Dataset rows on where objects appear:
begin

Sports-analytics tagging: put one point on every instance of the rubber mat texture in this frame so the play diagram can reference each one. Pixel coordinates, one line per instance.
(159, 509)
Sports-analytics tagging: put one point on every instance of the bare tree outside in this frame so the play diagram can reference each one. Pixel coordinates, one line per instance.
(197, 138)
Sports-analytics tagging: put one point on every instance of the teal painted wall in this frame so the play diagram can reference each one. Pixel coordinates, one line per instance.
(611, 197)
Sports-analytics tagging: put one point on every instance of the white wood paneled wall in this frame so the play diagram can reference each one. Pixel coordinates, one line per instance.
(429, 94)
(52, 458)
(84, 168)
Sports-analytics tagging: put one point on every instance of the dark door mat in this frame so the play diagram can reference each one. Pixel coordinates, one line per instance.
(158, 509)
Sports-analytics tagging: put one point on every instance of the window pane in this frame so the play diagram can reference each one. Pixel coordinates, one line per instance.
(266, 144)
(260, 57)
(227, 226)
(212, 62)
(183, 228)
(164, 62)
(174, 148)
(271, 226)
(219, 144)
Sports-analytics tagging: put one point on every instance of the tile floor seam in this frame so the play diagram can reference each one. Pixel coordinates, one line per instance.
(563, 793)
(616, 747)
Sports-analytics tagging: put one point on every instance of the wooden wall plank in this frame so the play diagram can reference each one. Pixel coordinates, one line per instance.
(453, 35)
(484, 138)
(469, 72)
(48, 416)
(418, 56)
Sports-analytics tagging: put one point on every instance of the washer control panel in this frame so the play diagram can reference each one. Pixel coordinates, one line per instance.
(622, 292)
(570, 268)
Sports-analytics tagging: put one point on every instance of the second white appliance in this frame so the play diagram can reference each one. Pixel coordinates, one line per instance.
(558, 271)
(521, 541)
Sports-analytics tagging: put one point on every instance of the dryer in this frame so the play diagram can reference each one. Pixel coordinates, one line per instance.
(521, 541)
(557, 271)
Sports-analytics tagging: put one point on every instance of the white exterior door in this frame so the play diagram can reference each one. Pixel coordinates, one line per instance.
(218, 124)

end

- _What you have to do_: Please change "play diagram" to "scouting report" everywhere in the lines above, and write them out again with everything else left as is.

- _Reply_:
Sports-analytics tagging: put one point on every instance of the rubber mat texture in this frame so the scouting report can reference each one. Pixel coordinates, one line per instance.
(159, 509)
Sports-analytics tagging: put one point on every instance of the bare tree outside in this frame so the scouting report can reference each one. Pixel coordinates, one line per instance.
(197, 138)
Sports-analytics tagging: put one point on every instance of the teal painted wall in this frame so the scouting report can reference each one. Pixel coordinates, one line per instance.
(611, 197)
Sports-analytics tagging: put one point on every instance of the white wood paneled wall in this frame so the scouting report can reference each one. Pixel coordinates, one line per instance.
(429, 94)
(52, 458)
(84, 168)
Sports-analytics tagging: put one point on every instance of the dark door mat in this frame so the scouting report can reference each one. Pixel coordinates, one line per instance.
(158, 509)
Sports-analytics tagging: put one point on every instance of the window pane in this frame so the scouting report can reference each one. Pixel coordinates, one line per instance.
(266, 144)
(260, 57)
(227, 226)
(212, 62)
(183, 228)
(164, 62)
(174, 148)
(271, 226)
(219, 144)
Sports-analytics tagging: put one point on every instance of the tile floor seam in this frame so the scouting report can reference each one. Pixel coordinates, one line per instance.
(563, 793)
(616, 747)
Sports-analytics tagging: put one point on every instance of the wooden wall plank in this frame so the scouting report can reference each one. Pixel coordinates, one line per instance.
(453, 35)
(484, 138)
(469, 72)
(48, 416)
(418, 56)
Sports-analytics tagging: put one point on every instance of the washer control panel in this frame so the scouting report can reference each one. Pixel coordinates, one line per instance.
(622, 292)
(570, 268)
Sports-analytics tagging: put one point on every instance of the second white appliance in this frame so the scouting report can reference each one. Pixel coordinates, one line per instance.
(558, 271)
(521, 541)
Sports-analytics tagging: put one point on every instance of the dryer in this frame so the scouting report can reference each one. Pixel coordinates, one line per instance.
(521, 541)
(557, 271)
Sports-analytics tagging: put one point on every instance of the white exterior door in this frame so the scouting report can reference each one. Pixel coordinates, one line per instance.
(218, 124)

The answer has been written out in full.